- Brief
Resume the passage below on radiotherapy-related volume loss in subcortical grey matter structures, picking up right after its final sentence.

- Passage for review
We selected 31 patients with high quality follow-up scans who were treated with RT for glioma (grade II-IV) in our institution. The CAT12 (Computational Anatomy Toolbox) was used for the automated preprocessing and segmentation of clinical 3T T1 scans of 1x1x1 mm³ resolution. All scans were bias-field inhomogeneity and noise corrected, and automatically segmented. The following structures were segmented and analysed: amygdala, nucleus accumbens, caudate nucleus, hippocampus, globus pallidus, putamen, and thalamus. Structures completely or partially within the GTV volume were censored from analysis. The rate of volume loss was determined with non-parametric permutation tests for volume and dose.

Significant dose-dependent volume loss was observed in all examined structures, except for caudate nucleus. Rates of volume loss vary from 0.14 to 1.33 % per Gy (corresponding to 4.2% and 39.9% per 30 Gy), and are shown for all structures in Table 1. A 3D representation of the volume loss in some of these structures is shown in Figure 1.

We have found that all subcortical deep grey matter structures, with the exception of caudate nucleus, show dose-dependent volume loss after RT.

Records from a data collection:
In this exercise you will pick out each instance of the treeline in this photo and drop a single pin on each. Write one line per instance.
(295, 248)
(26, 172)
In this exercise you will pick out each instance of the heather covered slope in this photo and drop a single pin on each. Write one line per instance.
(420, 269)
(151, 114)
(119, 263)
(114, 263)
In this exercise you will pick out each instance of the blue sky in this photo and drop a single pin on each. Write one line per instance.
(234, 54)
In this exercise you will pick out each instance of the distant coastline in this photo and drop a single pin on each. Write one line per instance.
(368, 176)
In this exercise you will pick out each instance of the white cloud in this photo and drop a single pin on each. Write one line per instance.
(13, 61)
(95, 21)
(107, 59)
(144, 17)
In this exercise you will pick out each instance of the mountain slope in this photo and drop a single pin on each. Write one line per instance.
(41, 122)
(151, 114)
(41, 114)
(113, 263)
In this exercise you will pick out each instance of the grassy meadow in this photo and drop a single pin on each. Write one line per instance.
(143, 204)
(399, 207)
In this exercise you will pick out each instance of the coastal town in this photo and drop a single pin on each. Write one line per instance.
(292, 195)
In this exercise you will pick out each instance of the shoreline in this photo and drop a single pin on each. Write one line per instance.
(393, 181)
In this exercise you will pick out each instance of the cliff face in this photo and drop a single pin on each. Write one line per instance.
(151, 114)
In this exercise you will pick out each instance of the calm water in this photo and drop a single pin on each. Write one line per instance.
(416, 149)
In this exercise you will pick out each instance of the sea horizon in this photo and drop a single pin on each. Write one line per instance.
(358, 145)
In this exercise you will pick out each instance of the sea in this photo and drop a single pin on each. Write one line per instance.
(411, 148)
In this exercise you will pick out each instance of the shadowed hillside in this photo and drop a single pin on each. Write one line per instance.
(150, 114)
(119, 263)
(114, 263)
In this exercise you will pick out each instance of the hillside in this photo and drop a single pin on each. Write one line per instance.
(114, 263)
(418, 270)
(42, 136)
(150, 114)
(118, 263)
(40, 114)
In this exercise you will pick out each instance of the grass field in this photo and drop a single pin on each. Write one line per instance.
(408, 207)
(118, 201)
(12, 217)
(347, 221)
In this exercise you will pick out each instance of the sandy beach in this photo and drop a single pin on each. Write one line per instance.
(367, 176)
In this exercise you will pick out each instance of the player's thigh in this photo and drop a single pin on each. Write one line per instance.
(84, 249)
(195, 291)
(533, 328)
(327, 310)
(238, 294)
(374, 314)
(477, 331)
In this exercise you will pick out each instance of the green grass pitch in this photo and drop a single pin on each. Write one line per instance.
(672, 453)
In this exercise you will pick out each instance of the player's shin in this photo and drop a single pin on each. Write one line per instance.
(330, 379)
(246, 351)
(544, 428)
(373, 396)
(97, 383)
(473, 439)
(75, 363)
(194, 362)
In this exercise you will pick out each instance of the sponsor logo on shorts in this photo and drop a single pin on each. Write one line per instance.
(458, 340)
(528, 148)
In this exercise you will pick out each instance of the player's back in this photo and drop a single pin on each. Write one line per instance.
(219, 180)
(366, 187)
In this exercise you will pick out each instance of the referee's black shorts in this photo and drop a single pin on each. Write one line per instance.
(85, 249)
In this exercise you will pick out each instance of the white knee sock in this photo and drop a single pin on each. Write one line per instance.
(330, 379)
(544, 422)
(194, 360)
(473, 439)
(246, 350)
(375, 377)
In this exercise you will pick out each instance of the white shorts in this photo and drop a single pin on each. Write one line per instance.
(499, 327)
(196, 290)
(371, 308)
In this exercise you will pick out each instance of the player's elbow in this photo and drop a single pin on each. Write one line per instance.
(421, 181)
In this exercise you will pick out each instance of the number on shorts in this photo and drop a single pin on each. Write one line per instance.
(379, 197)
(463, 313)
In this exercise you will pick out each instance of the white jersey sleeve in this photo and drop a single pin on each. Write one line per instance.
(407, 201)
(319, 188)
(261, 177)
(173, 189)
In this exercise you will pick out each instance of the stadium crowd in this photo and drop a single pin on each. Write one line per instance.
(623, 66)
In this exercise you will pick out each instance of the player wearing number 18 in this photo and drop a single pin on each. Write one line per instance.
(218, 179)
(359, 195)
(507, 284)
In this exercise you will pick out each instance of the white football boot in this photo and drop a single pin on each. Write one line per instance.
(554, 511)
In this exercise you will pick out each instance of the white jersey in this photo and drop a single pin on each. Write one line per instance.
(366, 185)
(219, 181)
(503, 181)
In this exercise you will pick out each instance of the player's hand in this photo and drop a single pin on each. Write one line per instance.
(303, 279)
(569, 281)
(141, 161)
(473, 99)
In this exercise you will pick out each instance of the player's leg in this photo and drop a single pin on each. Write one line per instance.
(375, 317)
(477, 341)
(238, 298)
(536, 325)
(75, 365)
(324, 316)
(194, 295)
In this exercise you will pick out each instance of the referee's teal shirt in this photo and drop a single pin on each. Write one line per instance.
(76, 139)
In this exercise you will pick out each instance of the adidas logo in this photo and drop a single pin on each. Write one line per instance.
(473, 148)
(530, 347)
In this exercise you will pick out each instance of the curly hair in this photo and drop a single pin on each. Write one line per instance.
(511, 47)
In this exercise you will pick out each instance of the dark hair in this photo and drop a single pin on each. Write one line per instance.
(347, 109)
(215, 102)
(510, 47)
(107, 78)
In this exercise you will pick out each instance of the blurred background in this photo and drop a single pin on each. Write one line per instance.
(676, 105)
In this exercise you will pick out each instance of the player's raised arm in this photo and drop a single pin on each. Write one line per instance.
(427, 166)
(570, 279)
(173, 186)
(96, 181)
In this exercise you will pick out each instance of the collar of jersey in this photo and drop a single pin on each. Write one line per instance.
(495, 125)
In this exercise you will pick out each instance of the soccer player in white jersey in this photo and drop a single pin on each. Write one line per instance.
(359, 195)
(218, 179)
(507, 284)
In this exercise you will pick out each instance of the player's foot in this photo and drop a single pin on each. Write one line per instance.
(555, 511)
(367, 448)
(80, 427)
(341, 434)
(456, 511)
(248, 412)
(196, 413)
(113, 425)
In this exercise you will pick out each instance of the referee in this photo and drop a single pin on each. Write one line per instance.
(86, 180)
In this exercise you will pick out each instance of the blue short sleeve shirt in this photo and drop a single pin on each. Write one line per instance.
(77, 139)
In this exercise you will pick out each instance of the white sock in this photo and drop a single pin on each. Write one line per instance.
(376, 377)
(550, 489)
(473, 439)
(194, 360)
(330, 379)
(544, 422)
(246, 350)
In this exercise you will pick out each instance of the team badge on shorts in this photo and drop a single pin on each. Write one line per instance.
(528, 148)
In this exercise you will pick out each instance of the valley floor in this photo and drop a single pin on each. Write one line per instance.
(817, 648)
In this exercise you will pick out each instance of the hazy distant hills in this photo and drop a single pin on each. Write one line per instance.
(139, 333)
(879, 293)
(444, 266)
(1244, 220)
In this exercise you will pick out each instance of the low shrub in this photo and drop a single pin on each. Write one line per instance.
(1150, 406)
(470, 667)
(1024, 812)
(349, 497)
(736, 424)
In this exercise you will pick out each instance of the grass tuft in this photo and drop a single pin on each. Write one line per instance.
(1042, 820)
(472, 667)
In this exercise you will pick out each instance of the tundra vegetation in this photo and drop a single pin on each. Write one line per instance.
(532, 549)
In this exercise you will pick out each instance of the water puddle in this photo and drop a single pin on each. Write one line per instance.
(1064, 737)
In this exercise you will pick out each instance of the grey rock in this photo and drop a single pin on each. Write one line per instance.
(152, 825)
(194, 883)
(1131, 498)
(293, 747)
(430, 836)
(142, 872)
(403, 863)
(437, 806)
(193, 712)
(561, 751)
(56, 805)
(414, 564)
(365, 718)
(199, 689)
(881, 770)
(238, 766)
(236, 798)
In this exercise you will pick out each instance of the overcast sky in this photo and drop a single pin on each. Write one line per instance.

- Solved exercise
These results challenge us to reconsider the currently used sparing strategies in radiation treatment of brain tumours. Presently, hippocampal sparing RT has been adopted in several institutions. However, sparing the dose in the hippocampus leads to higher doses in surrounding cerebral tissues, which we have shown are also susceptible to radiation-induced damage. Therefore, future research has to focus on the relation between clinical outcomes (like cognitive and motor function) and morphologic changes in the entire brain, not just selected structures. This way we can conclusively say which structures should be avoided in RT planning to prevent radiation-induced damage. Precise sparing of healthy brain is possible with novel techniques like proton therapy and VMAT. This could lead to improved cognition and quality of life in patients undergoing treatment for brain tumours.